▶ [THE PROBLEM]:
Reproduce all the data verbatim.

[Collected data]
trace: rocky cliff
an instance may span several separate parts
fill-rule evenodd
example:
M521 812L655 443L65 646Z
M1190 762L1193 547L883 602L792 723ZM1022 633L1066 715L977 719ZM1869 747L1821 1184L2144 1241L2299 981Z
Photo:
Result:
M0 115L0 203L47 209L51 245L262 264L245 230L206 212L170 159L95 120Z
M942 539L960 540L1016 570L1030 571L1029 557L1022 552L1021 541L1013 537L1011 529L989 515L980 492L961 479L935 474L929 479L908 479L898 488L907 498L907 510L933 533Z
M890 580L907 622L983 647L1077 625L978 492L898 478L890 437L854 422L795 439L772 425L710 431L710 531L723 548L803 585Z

▶ [EXERCISE RESPONSE]:
trace: rocky cliff
an instance may span several separate parts
fill-rule evenodd
example:
M521 812L655 443L65 646Z
M1190 762L1193 547L883 602L792 723ZM1022 633L1066 715L977 719ZM1869 747L1821 1184L2144 1241L2299 981Z
Photo:
Result:
M0 115L0 203L47 209L51 245L262 264L245 230L206 212L170 159L95 120Z
M942 539L960 540L1016 570L1030 571L1029 557L1022 552L1021 541L1013 537L1011 529L989 515L980 492L961 479L935 474L929 479L908 479L898 488L907 498L907 510L933 533Z
M890 580L907 622L983 647L1077 625L978 492L898 478L890 437L854 422L795 439L772 425L710 431L710 531L723 548L803 585Z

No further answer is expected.